> [SUPPLIED MATERIAL]
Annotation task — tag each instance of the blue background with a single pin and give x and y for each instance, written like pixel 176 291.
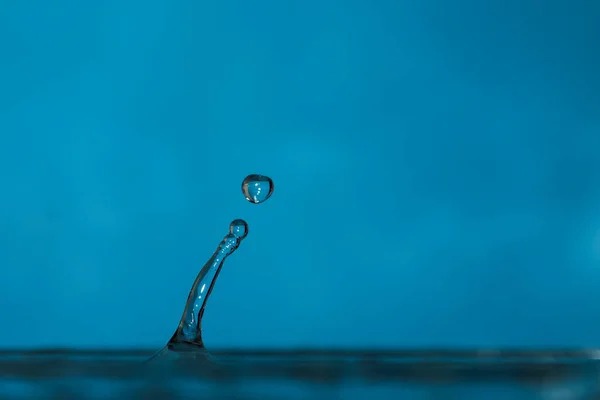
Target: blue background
pixel 436 169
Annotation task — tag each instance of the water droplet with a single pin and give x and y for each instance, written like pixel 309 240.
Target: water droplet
pixel 257 188
pixel 239 228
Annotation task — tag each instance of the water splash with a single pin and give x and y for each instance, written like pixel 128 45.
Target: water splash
pixel 187 339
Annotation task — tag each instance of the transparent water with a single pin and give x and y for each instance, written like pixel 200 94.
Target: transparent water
pixel 328 375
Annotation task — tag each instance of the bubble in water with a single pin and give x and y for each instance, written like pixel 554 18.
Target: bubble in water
pixel 238 228
pixel 257 188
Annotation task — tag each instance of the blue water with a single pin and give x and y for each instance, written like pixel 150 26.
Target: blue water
pixel 327 375
pixel 436 165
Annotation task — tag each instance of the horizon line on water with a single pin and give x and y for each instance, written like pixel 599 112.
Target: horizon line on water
pixel 399 352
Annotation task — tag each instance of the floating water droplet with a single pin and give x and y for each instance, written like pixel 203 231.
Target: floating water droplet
pixel 238 228
pixel 257 188
pixel 188 336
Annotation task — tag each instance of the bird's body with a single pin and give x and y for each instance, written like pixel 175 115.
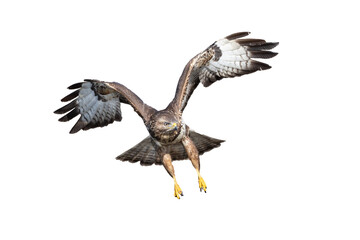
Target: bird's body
pixel 169 137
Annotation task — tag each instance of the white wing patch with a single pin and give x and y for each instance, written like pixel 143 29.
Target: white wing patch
pixel 233 57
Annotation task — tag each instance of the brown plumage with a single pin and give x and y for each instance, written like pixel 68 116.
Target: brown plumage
pixel 98 104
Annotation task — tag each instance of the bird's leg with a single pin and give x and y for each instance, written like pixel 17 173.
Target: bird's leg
pixel 170 169
pixel 193 155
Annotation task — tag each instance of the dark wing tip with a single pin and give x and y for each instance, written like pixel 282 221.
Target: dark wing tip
pixel 255 65
pixel 78 126
pixel 265 46
pixel 262 54
pixel 75 86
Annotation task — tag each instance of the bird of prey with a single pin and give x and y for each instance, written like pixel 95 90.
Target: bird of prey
pixel 98 104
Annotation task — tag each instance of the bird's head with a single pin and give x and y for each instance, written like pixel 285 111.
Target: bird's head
pixel 164 126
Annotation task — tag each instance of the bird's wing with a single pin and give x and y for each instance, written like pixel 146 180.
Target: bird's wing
pixel 98 103
pixel 229 57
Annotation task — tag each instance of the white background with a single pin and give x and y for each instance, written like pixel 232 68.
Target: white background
pixel 289 168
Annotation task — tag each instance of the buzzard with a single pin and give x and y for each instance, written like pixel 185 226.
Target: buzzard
pixel 98 104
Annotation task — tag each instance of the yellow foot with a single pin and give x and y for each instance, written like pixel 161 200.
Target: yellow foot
pixel 202 184
pixel 178 190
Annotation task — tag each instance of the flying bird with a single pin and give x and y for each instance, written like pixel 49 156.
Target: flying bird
pixel 98 104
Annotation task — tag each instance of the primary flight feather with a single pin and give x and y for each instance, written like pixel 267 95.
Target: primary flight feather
pixel 98 104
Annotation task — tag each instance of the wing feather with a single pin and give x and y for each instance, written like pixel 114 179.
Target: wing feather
pixel 98 103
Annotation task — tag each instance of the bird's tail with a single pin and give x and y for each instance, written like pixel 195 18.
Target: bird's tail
pixel 145 151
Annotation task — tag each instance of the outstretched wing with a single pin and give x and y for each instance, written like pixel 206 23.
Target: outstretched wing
pixel 229 57
pixel 98 103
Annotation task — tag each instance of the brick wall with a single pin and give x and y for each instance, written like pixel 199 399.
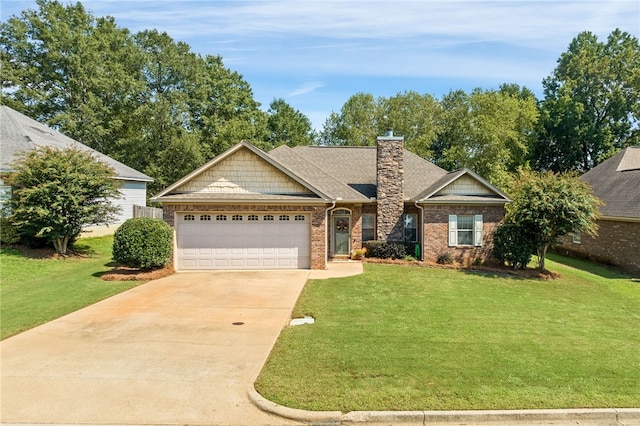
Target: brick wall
pixel 318 224
pixel 436 229
pixel 617 243
pixel 390 193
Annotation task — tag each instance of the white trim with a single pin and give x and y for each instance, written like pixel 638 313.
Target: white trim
pixel 453 230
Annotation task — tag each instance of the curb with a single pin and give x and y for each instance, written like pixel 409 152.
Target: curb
pixel 600 416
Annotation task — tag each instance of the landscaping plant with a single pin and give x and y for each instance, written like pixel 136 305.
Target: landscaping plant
pixel 56 192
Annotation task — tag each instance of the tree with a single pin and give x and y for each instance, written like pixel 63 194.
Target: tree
pixel 139 98
pixel 414 116
pixel 55 193
pixel 487 131
pixel 77 73
pixel 287 126
pixel 356 125
pixel 592 103
pixel 548 206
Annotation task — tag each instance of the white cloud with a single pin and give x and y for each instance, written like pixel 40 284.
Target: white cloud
pixel 305 89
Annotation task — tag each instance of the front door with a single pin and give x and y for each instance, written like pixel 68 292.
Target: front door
pixel 341 234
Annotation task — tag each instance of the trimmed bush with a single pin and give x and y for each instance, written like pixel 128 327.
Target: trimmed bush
pixel 512 246
pixel 143 242
pixel 385 250
pixel 8 232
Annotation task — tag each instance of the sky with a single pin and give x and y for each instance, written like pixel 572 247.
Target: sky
pixel 315 54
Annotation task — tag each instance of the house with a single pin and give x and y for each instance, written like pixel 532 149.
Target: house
pixel 616 181
pixel 300 207
pixel 19 133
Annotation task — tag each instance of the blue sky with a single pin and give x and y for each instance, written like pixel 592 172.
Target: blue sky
pixel 316 54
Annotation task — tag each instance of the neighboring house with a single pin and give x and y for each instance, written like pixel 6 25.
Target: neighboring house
pixel 616 181
pixel 299 207
pixel 19 133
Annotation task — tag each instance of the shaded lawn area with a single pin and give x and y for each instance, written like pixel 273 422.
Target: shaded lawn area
pixel 407 338
pixel 34 291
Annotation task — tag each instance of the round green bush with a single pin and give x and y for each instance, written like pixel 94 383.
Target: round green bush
pixel 143 242
pixel 512 246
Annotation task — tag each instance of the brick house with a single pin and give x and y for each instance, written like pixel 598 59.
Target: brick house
pixel 616 181
pixel 301 207
pixel 20 134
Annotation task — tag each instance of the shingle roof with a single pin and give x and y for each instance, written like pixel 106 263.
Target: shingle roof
pixel 616 181
pixel 19 133
pixel 355 169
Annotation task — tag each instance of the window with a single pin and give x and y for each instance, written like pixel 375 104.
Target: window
pixel 465 230
pixel 368 227
pixel 410 227
pixel 575 237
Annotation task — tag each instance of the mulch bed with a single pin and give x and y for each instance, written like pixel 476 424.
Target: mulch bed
pixel 122 273
pixel 495 269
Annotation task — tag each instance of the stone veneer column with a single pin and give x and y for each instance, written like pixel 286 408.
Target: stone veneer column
pixel 390 182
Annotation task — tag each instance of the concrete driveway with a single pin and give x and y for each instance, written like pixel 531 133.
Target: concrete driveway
pixel 179 350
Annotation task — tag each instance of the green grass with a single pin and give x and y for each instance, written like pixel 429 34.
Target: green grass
pixel 34 291
pixel 406 338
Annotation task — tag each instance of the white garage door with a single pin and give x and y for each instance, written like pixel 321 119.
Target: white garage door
pixel 243 241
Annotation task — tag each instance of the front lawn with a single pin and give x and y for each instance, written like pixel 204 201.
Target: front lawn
pixel 34 290
pixel 408 338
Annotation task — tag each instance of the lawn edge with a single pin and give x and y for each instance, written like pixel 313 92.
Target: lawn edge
pixel 599 415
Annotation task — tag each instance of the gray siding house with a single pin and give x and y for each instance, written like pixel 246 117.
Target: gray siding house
pixel 19 133
pixel 300 207
pixel 616 181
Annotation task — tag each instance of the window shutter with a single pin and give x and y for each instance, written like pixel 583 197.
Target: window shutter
pixel 453 230
pixel 477 229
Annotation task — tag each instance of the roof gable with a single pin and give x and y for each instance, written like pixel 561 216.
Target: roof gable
pixel 616 181
pixel 19 133
pixel 462 186
pixel 243 172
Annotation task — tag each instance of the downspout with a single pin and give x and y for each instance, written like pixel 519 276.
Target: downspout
pixel 326 233
pixel 421 232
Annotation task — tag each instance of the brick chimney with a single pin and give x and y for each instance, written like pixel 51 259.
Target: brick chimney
pixel 390 182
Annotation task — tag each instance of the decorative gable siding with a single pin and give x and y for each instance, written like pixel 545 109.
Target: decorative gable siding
pixel 243 172
pixel 465 185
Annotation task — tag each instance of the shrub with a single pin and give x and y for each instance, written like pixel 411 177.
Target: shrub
pixel 8 232
pixel 385 250
pixel 512 246
pixel 143 242
pixel 445 258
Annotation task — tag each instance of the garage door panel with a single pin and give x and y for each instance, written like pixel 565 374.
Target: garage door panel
pixel 243 244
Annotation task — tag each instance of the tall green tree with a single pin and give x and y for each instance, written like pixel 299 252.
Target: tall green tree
pixel 487 131
pixel 77 73
pixel 547 206
pixel 287 126
pixel 142 98
pixel 55 193
pixel 592 103
pixel 356 125
pixel 414 116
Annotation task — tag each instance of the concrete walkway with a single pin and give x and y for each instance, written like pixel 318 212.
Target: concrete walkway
pixel 186 349
pixel 179 350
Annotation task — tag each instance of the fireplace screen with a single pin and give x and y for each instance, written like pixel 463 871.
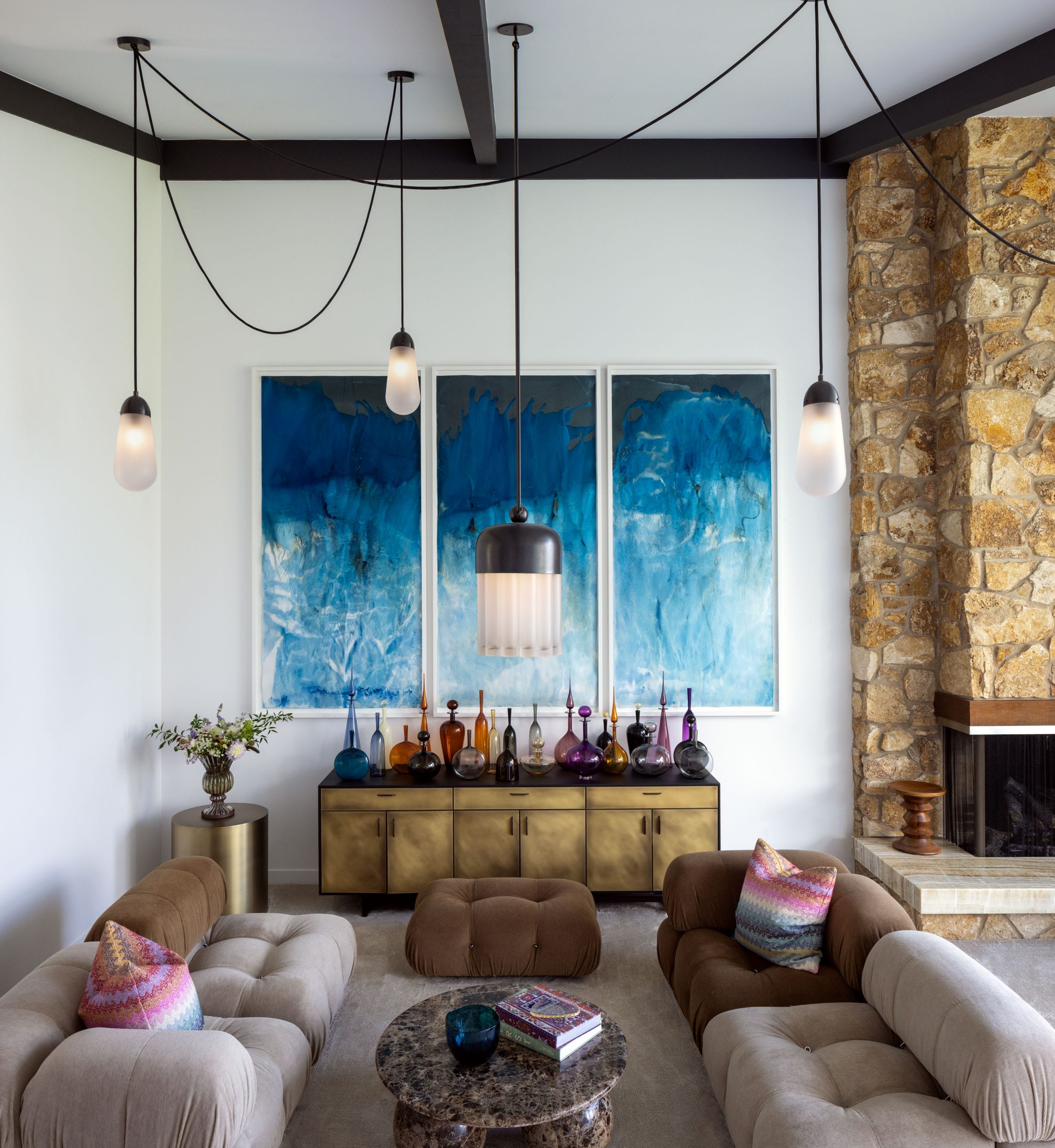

> [WORK REQUIRED]
Tally the lines in the entries above that contain the word "shrub". Reply with the number alone.

> [WRITTEN SOLUTION]
2